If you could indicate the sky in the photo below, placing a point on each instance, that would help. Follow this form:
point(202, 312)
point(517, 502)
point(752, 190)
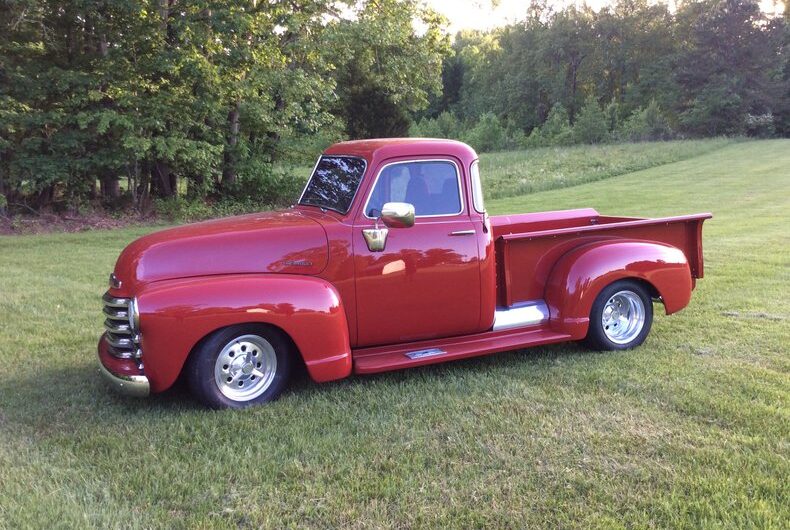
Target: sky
point(478, 14)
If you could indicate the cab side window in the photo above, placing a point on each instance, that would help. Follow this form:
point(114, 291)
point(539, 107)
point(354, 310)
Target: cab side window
point(431, 186)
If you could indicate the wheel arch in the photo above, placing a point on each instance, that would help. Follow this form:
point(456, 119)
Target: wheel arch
point(580, 275)
point(177, 316)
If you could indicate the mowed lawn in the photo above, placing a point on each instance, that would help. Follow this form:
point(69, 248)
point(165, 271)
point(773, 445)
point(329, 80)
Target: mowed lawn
point(690, 430)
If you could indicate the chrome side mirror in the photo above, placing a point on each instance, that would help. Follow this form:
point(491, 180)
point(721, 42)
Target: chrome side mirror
point(398, 214)
point(393, 215)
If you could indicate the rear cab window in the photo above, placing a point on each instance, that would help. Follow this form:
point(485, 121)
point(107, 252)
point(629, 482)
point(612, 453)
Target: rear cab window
point(477, 188)
point(334, 183)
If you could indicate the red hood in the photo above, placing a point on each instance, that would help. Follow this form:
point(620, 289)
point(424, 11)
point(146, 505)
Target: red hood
point(271, 242)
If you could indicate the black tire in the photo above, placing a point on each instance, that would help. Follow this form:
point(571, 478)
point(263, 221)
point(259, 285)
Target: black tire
point(600, 336)
point(203, 381)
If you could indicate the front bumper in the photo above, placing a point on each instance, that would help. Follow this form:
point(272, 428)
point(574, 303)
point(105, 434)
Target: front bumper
point(128, 385)
point(120, 374)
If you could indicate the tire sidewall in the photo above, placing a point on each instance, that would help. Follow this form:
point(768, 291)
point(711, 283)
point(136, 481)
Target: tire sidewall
point(200, 369)
point(596, 336)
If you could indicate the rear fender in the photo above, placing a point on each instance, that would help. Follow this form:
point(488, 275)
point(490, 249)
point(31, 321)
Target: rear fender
point(176, 314)
point(582, 273)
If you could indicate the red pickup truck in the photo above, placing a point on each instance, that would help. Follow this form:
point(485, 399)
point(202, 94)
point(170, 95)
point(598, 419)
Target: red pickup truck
point(388, 261)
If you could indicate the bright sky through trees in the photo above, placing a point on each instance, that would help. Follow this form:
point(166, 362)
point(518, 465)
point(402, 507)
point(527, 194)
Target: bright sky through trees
point(480, 14)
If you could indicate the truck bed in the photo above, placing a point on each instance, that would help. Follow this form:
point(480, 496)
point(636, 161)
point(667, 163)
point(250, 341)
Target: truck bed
point(534, 242)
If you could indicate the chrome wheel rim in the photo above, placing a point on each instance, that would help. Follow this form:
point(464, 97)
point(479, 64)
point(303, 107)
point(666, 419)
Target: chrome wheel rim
point(623, 317)
point(245, 367)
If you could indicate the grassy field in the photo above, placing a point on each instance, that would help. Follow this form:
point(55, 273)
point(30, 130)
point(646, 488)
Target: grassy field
point(691, 430)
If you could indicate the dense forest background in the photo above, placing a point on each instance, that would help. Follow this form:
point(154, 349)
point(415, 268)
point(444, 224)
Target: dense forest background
point(119, 104)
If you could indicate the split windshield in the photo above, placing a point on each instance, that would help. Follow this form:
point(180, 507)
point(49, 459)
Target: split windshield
point(334, 183)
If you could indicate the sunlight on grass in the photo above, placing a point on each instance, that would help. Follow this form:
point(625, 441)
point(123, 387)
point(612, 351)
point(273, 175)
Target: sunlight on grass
point(690, 430)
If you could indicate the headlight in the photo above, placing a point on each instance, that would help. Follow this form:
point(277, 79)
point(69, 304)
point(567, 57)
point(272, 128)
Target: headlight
point(134, 316)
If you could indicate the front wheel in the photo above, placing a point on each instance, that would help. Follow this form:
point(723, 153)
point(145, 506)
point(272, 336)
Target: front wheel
point(621, 317)
point(239, 366)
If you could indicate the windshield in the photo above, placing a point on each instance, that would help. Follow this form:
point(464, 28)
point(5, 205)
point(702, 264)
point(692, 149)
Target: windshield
point(334, 183)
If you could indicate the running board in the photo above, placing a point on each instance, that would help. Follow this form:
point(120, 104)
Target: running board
point(521, 315)
point(394, 357)
point(420, 354)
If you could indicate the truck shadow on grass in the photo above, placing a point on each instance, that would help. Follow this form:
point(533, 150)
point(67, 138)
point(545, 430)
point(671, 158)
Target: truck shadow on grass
point(68, 399)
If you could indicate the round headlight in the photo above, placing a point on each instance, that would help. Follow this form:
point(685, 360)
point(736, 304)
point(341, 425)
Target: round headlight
point(134, 315)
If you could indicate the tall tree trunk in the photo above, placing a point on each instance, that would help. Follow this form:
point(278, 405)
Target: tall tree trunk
point(229, 156)
point(111, 188)
point(163, 181)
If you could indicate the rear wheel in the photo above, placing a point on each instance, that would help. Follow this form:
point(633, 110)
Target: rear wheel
point(240, 366)
point(621, 316)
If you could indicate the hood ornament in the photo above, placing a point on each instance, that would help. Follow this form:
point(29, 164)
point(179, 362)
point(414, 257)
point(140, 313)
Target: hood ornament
point(115, 283)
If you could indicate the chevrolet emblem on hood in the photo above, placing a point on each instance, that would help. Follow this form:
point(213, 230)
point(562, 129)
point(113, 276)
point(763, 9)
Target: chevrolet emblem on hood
point(115, 283)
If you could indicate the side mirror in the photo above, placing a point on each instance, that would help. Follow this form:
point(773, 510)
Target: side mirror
point(393, 215)
point(397, 214)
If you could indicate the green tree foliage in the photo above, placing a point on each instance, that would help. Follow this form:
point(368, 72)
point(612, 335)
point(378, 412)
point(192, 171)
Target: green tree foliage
point(711, 67)
point(591, 124)
point(385, 70)
point(167, 95)
point(727, 71)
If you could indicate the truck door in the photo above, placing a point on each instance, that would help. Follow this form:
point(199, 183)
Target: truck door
point(426, 282)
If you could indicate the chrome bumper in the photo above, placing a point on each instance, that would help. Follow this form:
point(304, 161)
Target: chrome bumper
point(128, 385)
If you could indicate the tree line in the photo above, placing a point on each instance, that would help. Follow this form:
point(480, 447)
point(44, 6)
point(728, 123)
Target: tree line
point(630, 72)
point(121, 102)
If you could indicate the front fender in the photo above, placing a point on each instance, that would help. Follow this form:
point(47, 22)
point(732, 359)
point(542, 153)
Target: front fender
point(176, 314)
point(582, 273)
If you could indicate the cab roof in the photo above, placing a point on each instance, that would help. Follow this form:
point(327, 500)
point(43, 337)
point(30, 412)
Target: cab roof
point(383, 148)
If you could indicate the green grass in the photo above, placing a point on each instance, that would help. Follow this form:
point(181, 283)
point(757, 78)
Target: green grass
point(690, 430)
point(513, 173)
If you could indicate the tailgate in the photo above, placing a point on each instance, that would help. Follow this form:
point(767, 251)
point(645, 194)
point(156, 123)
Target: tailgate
point(538, 251)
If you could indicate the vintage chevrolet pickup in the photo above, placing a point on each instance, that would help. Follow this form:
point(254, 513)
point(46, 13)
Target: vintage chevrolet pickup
point(388, 261)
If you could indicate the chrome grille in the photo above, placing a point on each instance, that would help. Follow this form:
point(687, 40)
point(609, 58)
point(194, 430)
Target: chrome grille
point(123, 340)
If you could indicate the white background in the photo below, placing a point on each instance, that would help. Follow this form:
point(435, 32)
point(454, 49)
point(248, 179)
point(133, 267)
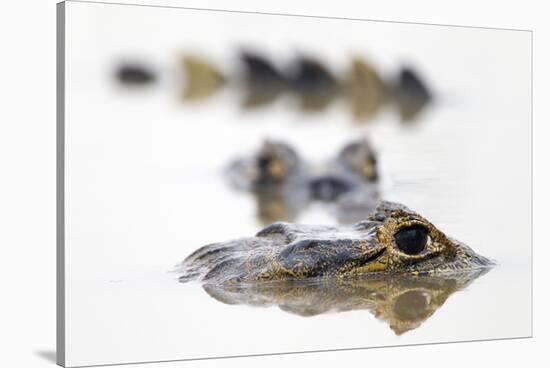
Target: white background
point(28, 186)
point(143, 187)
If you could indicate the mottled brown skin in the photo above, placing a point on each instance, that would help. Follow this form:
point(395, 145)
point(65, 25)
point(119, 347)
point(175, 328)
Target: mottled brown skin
point(285, 251)
point(403, 301)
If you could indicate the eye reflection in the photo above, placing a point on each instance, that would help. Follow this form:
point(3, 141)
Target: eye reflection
point(412, 239)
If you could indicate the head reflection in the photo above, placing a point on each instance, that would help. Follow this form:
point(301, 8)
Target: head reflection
point(403, 302)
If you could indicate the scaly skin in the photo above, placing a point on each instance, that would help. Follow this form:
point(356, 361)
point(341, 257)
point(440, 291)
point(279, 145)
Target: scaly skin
point(374, 246)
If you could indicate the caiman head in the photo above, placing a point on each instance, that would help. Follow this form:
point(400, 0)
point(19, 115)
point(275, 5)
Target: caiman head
point(393, 240)
point(271, 166)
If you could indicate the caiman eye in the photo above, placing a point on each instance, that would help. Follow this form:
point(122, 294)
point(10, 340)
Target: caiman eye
point(412, 239)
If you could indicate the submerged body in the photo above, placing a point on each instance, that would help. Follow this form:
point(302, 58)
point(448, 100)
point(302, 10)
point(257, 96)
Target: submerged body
point(392, 240)
point(403, 302)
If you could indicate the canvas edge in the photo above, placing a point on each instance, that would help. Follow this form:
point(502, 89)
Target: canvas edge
point(60, 184)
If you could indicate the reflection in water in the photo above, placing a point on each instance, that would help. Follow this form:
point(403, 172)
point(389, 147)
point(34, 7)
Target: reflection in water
point(306, 80)
point(403, 302)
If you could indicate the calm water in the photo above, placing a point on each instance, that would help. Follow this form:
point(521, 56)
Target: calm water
point(145, 189)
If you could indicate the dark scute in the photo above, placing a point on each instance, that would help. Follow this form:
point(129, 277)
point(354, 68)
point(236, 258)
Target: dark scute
point(412, 239)
point(328, 188)
point(134, 74)
point(261, 72)
point(312, 77)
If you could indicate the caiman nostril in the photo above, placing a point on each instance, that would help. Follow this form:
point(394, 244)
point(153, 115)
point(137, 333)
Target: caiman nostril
point(328, 188)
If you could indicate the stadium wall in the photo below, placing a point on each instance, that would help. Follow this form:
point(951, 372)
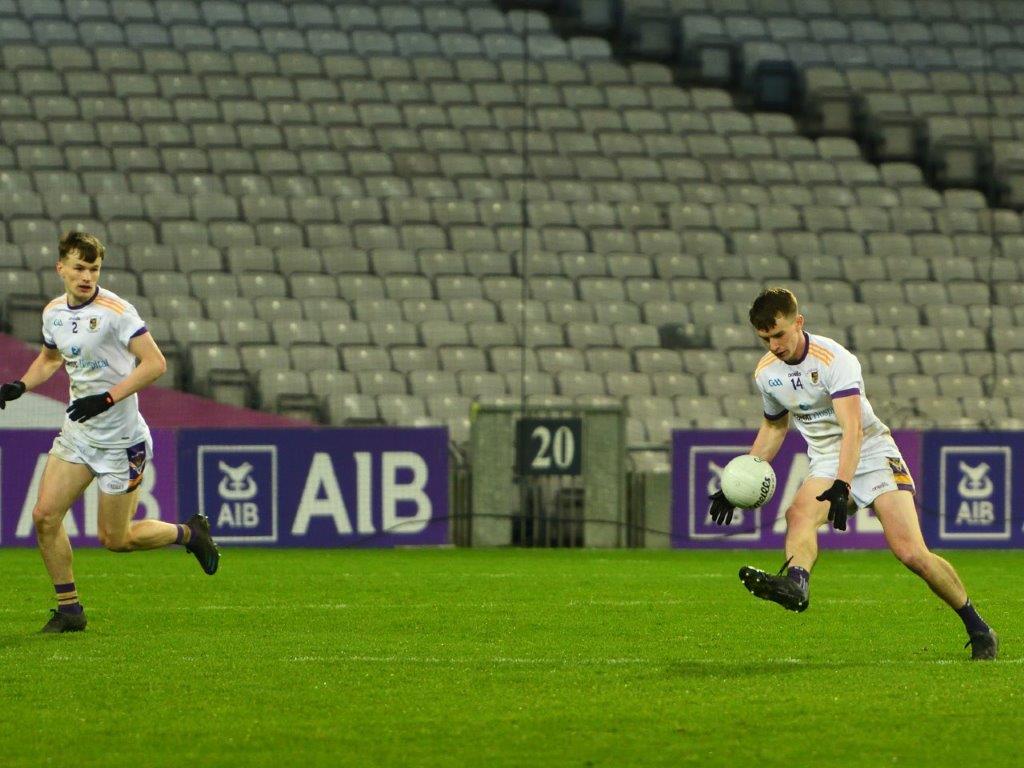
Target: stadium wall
point(387, 486)
point(966, 492)
point(273, 487)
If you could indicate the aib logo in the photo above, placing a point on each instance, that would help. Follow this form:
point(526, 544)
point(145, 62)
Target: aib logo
point(975, 488)
point(976, 492)
point(237, 484)
point(238, 492)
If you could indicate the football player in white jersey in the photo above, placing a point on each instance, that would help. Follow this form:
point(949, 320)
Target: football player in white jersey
point(110, 355)
point(854, 463)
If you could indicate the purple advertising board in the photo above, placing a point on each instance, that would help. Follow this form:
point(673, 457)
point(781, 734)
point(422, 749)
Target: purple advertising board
point(23, 457)
point(318, 486)
point(697, 460)
point(973, 489)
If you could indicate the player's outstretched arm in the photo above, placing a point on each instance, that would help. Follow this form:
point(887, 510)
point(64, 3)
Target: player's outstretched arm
point(151, 367)
point(45, 365)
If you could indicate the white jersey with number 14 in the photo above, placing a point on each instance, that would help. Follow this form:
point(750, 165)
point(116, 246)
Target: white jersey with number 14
point(806, 389)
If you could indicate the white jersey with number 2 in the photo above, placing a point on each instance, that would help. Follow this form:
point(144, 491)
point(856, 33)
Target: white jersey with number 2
point(93, 340)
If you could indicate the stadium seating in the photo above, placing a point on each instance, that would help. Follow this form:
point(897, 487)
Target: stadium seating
point(326, 207)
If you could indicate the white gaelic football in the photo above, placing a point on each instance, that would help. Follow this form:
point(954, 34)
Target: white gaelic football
point(748, 481)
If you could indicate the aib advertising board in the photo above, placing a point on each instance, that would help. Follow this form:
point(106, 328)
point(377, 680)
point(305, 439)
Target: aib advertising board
point(317, 487)
point(23, 458)
point(291, 487)
point(974, 489)
point(697, 461)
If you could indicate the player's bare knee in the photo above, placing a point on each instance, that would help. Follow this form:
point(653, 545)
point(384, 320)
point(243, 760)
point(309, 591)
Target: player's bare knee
point(115, 543)
point(46, 520)
point(913, 556)
point(799, 517)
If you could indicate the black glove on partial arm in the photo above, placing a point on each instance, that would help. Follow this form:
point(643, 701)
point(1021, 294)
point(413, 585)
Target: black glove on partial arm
point(10, 391)
point(839, 502)
point(721, 508)
point(85, 408)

= = = = = = =

Reproduce, word for word, only the lines from the one that contains "If you could indicate the purple" through the final line.

* ANSWER TO THIS EXERCISE *
If you could indicate the purple advertising board in the photo above, placing a point on each instance, that would help. Follow this form:
point(673, 457)
point(781, 734)
point(422, 749)
Target: purple advertising board
point(23, 457)
point(318, 486)
point(697, 460)
point(973, 489)
If you could indicate the player's outstretched arm in the photo above, placing a point on each instance, that would help. Follow this form:
point(887, 510)
point(64, 3)
Target: player's outstretched arm
point(151, 367)
point(45, 365)
If you could indicate the white jersey with number 14 in the photo above, placing a point on each instance, that would help. Follow this form:
point(750, 165)
point(116, 246)
Target: white jersey with number 14
point(806, 389)
If you could indicate the white jersey with number 2 in the photo above, placing a point on each instance, that would help. Follow this form:
point(144, 491)
point(856, 33)
Target: white jersey with number 2
point(93, 340)
If you could indicate the stadium seating in the photo above, placing a point on each instance, that would help. Follow this form:
point(897, 487)
Target: stadium seating
point(326, 207)
If you could indicate the white gaelic football in the photo above, placing a point on each instance, that would help. Follow this form:
point(954, 34)
Target: white gaelic football
point(748, 481)
If you could indicate the aib advertising board in the photo above, placing a point on each instance, that would help. Follow this form:
point(106, 328)
point(377, 680)
point(305, 439)
Target: aib advertising board
point(317, 487)
point(23, 458)
point(291, 487)
point(974, 489)
point(697, 461)
If you could indicate the player's bare knee in the photo above, placing a point on each instance, that would help. Follow this form:
point(653, 545)
point(384, 320)
point(243, 760)
point(309, 591)
Target: player's bare knee
point(115, 543)
point(46, 520)
point(913, 556)
point(799, 517)
If you could indicate the black glove on partial arm in the photo above, placing a point on each instance, that would help. Follow this form:
point(643, 701)
point(1021, 294)
point(413, 585)
Target: black glove on partial arm
point(10, 391)
point(839, 502)
point(721, 508)
point(85, 408)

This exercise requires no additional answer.